*DO THIS*: Count the lines in the records below that contain the string "target". Give only that number.

--------------------------------

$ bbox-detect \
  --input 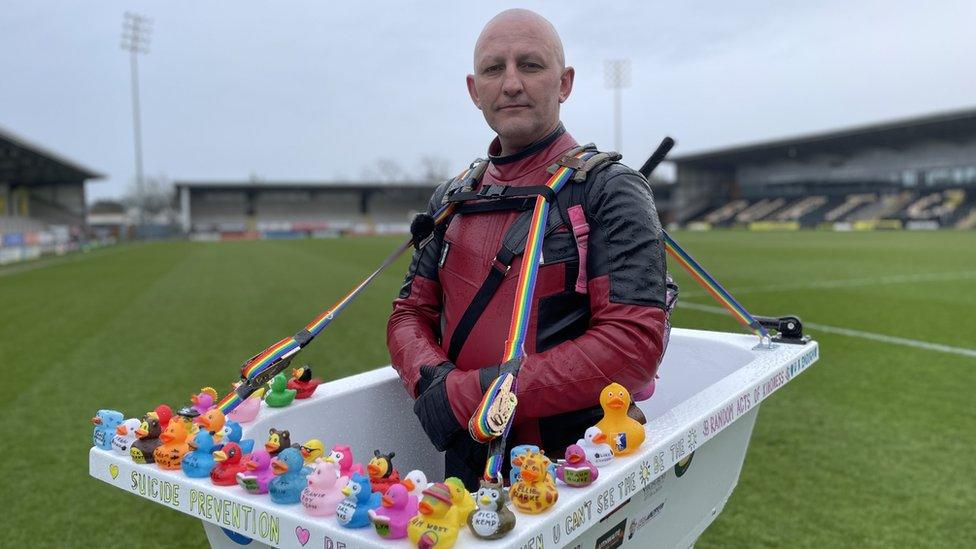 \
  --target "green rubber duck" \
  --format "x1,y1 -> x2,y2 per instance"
264,374 -> 298,408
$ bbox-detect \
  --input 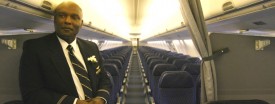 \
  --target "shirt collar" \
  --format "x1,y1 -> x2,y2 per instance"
57,36 -> 78,50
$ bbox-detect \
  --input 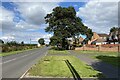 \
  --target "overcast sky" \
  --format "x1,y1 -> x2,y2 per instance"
0,0 -> 118,43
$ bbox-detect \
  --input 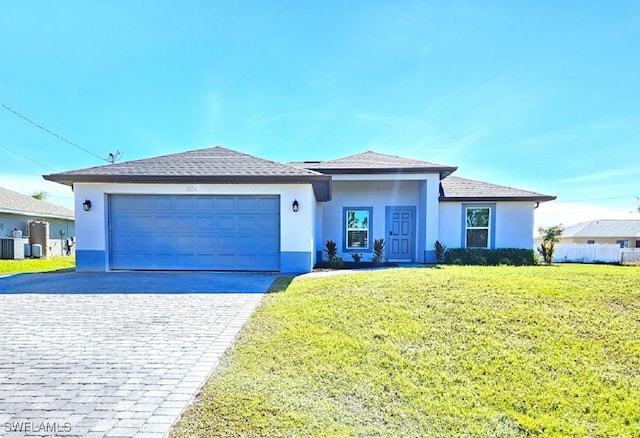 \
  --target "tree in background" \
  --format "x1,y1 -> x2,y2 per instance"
538,225 -> 564,265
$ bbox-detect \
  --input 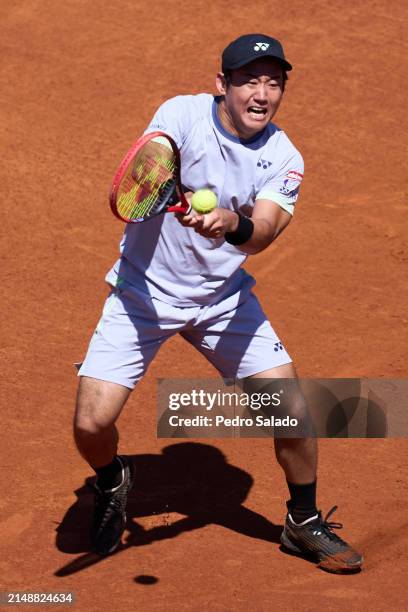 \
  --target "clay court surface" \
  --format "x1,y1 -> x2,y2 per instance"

--------------------------------

*SOLUTION FOR THIS EXERCISE*: 5